I'm now trying to understand some of category theory, I think I can understand the concept of sheaf but I can not understand the difference between sheaves and presheaves.
I asked someones about it and they told me that it could be helpful if I can find an example of a presheaf that does not be a sheaf in a topology space of 3 points with the discrete topology.
But I have not idea of what this could be. So any help will be very appreciated.
Thanks.
On
You are looking for presheaves that are not sheaves, it seems.
Where gluing fails.
One class of presheaves that do not satisfy the gluing axiom (but satisfy the locality axiom) can suggestively be summarized as "presheaves of functions where the functions are required to satisfy some finiteness property." Finiteness can mean bounded, or compact support, or finite support or … Mariano Suárez-Álvarez example is of this type.
Let me give a specific (rather involved) example of this kind: The presheaf of bounded holomorphic functions on a Riemann surface. Namely, let $X$ be a Riemann surface. For an open set $U\subseteq X$, let $\mathcal{B}(U)$ be the $\mathbb{C}$-algebra of bounded holomorphic functions $U\rightarrow \mathbb{C}$. For $U\subseteq V$, consider the usual restriction morphisms $\mathcal{B}(V)\rightarrow\mathcal{B}(U)$. This gives a presheaf which satisfies the locality axiom. This presheaf, however, does not satisfy the gluing axiom.
To see this, let $x\in X$. Take a chart $\phi\colon U \rightarrow V$ around $x$ which is centered at $x$. Since the map $\mathbb{C}\rightarrow \mathbb{C};z\rightarrow \alpha z$ is a biholomorphism iff $\alpha\in\mathbb{C}\setminus\{0\}$, we can without loss of generality assume that the open unit disc $D=\{z\in\mathbb{C}\ \colon \vert z \vert <1\}$ is contained in $V$. Without loss of generality further assume that $D=V$. (If this is not the case, consider $\phi^{-1}(D)$ instead of $U$ and restrict $\phi$ to $\phi^{-1}(D)$.) Next, define the function $ f\colon D\rightarrow \mathbb{C};z\mapsto \frac{1}{1-z}$. Now, let $\{V_i\}$ be an open cover of $D$ such that each $V_i$ is a contained in a centered open disc of radius strictly smaller than $1$. (For instance, for every $n\in\mathbb{N}_{>1}$ you could take any open cover of the open disc of radius $1-\frac{1}{n}$ and then consider the union of all these covers over $\mathbb{N}_{>1}.$) Since $\phi$ is a homeomorphism, the open cover $\{V_i\}$ of $D$ induces an open cover $\{U_i\}$ of $U$.
Now, for each $i$, define the restricted functions $f_i\colon=(f\circ\phi)\restriction_{U_i}$. Since $f$, as well as every transition map of $X$, is holomorphic, all the $f_i$ are holomorphic. By construction of the sets $U_i$, since $f$ is bounded on any disc of radius $<1$, all the $f_i$ are bounded. Again by construction, all the $f_i$ are additionally compatible, i.e. they agree on the overlap of their domains.

## Exercise task
Can you pick up the forum answer on presheaves that fail to be sheaves right after its last sentence and carry it on?

## Stored data
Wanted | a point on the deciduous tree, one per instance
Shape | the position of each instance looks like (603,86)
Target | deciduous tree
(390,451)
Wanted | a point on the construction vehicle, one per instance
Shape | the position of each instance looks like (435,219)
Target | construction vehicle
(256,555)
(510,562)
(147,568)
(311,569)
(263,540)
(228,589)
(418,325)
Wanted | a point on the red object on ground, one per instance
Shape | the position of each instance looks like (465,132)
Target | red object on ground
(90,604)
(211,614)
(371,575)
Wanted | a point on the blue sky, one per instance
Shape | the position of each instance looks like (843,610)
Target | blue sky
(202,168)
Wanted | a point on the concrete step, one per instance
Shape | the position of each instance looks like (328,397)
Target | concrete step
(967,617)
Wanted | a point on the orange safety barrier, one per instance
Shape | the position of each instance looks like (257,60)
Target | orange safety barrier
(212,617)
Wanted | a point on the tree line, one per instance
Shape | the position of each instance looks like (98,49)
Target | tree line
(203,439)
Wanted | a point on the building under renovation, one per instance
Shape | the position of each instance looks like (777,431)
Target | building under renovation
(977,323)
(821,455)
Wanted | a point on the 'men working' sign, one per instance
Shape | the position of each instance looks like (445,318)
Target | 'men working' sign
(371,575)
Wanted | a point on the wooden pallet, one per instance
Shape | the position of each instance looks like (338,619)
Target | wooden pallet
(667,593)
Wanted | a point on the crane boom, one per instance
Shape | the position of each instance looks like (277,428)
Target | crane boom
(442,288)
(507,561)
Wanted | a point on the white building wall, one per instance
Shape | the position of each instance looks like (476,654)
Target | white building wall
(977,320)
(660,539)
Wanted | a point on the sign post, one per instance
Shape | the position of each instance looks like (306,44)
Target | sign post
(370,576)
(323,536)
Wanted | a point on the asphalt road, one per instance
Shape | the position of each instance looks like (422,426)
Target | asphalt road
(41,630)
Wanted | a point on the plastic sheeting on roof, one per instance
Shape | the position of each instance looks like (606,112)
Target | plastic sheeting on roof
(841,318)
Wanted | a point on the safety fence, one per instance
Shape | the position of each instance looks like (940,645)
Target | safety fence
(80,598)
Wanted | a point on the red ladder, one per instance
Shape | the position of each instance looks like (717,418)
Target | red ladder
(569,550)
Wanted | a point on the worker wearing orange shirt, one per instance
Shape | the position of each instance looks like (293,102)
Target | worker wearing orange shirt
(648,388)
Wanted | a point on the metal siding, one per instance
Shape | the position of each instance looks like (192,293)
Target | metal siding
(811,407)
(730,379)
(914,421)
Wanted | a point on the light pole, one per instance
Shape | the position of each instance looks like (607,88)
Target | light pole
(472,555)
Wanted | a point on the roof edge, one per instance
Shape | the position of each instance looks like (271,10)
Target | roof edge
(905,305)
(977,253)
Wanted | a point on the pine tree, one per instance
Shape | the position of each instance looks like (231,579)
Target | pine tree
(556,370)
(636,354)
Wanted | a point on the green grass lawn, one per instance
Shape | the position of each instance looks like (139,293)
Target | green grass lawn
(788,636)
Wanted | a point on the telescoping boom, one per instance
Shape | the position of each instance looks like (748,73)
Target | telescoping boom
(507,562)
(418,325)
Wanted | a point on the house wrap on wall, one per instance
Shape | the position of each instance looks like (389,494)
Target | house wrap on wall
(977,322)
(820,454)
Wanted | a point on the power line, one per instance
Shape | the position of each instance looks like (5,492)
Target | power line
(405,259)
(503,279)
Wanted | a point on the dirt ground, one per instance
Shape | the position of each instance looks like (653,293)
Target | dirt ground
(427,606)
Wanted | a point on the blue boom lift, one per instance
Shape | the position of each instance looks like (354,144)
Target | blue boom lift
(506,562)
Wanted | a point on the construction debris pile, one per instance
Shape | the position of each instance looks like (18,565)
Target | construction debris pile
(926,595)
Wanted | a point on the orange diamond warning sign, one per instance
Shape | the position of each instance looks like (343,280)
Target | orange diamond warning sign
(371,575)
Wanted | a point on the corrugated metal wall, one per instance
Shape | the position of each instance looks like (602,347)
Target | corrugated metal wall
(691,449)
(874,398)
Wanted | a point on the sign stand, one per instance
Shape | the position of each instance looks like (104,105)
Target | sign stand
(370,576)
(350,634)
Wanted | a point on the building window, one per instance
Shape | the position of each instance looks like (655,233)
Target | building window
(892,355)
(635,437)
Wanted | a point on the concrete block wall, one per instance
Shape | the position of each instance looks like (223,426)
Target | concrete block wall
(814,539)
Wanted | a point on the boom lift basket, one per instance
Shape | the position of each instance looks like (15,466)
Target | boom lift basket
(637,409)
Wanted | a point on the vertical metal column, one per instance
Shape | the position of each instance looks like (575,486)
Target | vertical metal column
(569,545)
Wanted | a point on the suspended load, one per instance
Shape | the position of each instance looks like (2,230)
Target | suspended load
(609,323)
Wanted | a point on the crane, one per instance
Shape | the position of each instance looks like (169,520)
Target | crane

## Output for this task
If the presheaf $\mathcal{B}$ satisfied the gluing axiom, there would be a section $\hat{f}\in \mathcal{B}(U)$ such that $\hat{f}\restriction_{U_i}=f_i$ for all $i$. By construction, $\hat{f}$ would have to be equal to $f\circ \phi$. However, $f\circ\phi$ is unbounded, since $f$ is.
With slight modifications, we could have replaced $X$ by any finite-dimensional real manifold $M$ and $\mathcal{B}$ by the presheaf of bounded (infinitely) real-differentiable functions on $M$.
Where locality fails.
Looking for presheaves that do not satisfy the locality axiom by considering presheaves of functions seems like a bad idea. If the restriction morphisms are restrictions of functions, locality is essentially guaranteed.
One example of a presheaf that does not satisfy the locality axiom is the following presheaf of abelian groups.
Consider the sheaf $\mathcal{O}^{\ast}_{\mathbb{C}}$ of non-vanishing holomorphic functions on $\mathbb{C}$ which assigns to an open set $U\subseteq \mathbb{C}$ the abelian group of non-vanishing holomorphic functions $U\rightarrow \mathbb{C}$. Similarly, define the sheaf $\mathcal{O}_{\mathbb{C}}$ of holomorphic functions on $\mathbb{C}$. For every open set $U\subseteq X$, consider the group homomorphism $\operatorname{exp}\colon \mathcal{O}_{\mathbb{C}}(U)\rightarrow \mathcal{O}^\ast_{\mathbb{C}}(U); f \mapsto {\operatorname{exp}} \circ f$. Now, consider the presheaf of abelian groups that assigns to an open set $U\subseteq X$ the quotient group $\mathcal{O}_{\mathbb{C}}^\ast(U)/\operatorname{exp}(\mathcal{O}_{\mathbb{C}}(U))$. The restriction morphisms of this presheaf are those induced by the restriction morphisms of $\mathcal{O}_{\mathbb{C}}^\ast$. That this presheaf does not satisfy the locality axiom can be proven by using the fact that a complex logarithm cannot be defined on the whole complex plane.
Firstly I should warn you that I am just learning about sheaves and presheaves for the first time at the time of writing this answer.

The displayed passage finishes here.